The problem
Please edit the records from their first line up to and including the line with "[(429, 190), (546, 192), (544, 24), (546, 0), (427, 1)]", replacing "window" with "door" and leaving everything else the same.

Spatial annotation records

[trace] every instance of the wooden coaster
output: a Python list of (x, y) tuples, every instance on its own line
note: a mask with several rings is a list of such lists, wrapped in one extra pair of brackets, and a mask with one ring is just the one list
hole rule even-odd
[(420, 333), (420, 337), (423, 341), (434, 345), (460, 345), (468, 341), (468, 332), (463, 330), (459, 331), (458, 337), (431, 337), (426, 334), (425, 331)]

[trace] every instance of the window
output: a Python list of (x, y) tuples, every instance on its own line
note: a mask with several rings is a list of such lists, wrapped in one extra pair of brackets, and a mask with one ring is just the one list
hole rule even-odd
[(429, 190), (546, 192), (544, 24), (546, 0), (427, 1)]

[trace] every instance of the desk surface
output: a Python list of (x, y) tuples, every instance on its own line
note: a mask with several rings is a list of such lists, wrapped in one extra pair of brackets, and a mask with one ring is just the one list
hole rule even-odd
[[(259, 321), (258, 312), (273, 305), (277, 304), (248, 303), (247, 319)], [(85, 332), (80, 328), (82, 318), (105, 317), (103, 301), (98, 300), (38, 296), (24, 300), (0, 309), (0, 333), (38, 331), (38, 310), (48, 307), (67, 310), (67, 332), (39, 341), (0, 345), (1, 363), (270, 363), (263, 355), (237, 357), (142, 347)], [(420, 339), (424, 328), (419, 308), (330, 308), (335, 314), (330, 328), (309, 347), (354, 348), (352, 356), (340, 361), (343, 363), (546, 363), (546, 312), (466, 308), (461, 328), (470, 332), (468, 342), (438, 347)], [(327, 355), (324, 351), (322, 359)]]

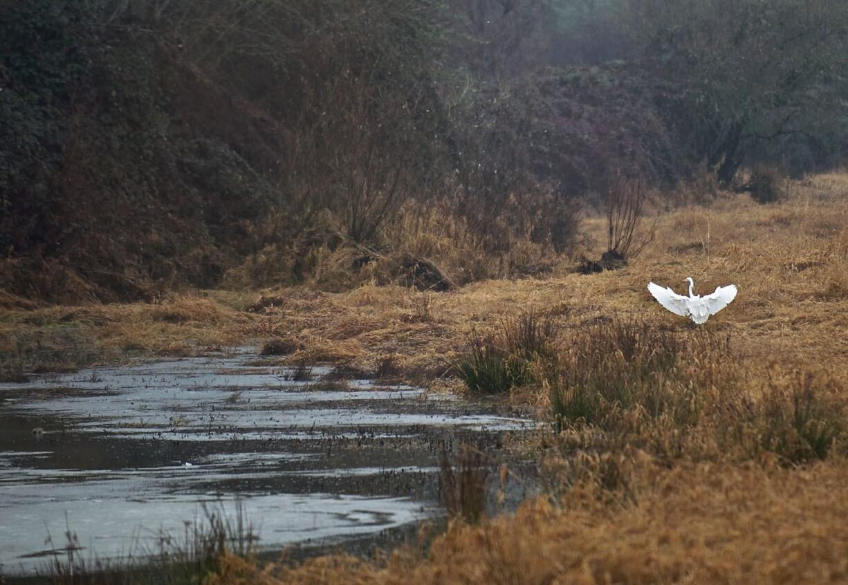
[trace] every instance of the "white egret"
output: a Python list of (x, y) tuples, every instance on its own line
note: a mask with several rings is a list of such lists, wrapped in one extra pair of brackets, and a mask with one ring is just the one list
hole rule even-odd
[(731, 284), (727, 287), (716, 287), (713, 292), (701, 297), (700, 294), (692, 294), (692, 288), (695, 287), (692, 277), (689, 276), (686, 280), (689, 282), (688, 297), (678, 294), (668, 287), (663, 288), (653, 282), (648, 283), (648, 290), (660, 304), (672, 313), (681, 317), (690, 317), (698, 325), (706, 323), (711, 315), (715, 315), (727, 307), (739, 292), (736, 285)]

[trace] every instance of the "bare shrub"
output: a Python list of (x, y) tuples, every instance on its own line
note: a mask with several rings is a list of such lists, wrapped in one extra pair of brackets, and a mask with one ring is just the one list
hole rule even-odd
[(779, 170), (767, 164), (756, 164), (750, 170), (748, 181), (739, 187), (747, 191), (760, 204), (773, 203), (786, 198), (784, 180)]
[(654, 240), (656, 222), (639, 233), (647, 190), (641, 179), (619, 175), (610, 186), (607, 199), (607, 251), (623, 259), (635, 258)]

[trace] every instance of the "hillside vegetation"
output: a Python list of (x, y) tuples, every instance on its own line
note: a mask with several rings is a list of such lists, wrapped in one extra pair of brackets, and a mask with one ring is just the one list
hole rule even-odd
[(843, 3), (0, 0), (0, 382), (256, 344), (539, 421), (515, 513), (457, 446), (445, 530), (198, 582), (848, 581)]
[(611, 177), (742, 187), (742, 165), (833, 164), (846, 18), (834, 0), (3, 2), (0, 287), (342, 290), (377, 260), (404, 280), (410, 255), (460, 285), (549, 271)]

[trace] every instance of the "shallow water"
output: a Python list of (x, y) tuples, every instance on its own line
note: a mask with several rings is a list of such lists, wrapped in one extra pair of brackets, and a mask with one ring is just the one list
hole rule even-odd
[(269, 549), (377, 533), (436, 511), (443, 448), (495, 447), (529, 425), (408, 387), (293, 382), (255, 359), (243, 350), (0, 384), (3, 571), (32, 571), (67, 528), (101, 558), (152, 550), (204, 503), (230, 516), (240, 503)]

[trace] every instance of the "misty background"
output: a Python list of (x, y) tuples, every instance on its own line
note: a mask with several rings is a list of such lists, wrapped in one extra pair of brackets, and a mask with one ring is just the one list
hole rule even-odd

Result below
[trace] every instance of the wooden coaster
output: a Python list of (x, y) tuples, every instance on its own line
note: a mask with several rings is a list of such lists, wrapped in one extra pair of brackets, and a mask with one ring is just the one list
hole rule even-odd
[(420, 333), (420, 337), (423, 341), (434, 345), (460, 345), (468, 341), (468, 332), (463, 330), (459, 331), (458, 337), (431, 337), (426, 334), (425, 331)]

[trace] every instance of the door
output: a Python list of (x, y) tuples, every instance on its own line
note: a mask with several rings is a list of such lists, wrapped in one extra pair of brackets, and a mask with one ring is just the one list
hole rule even-odd
[(429, 190), (546, 192), (544, 24), (546, 0), (427, 1)]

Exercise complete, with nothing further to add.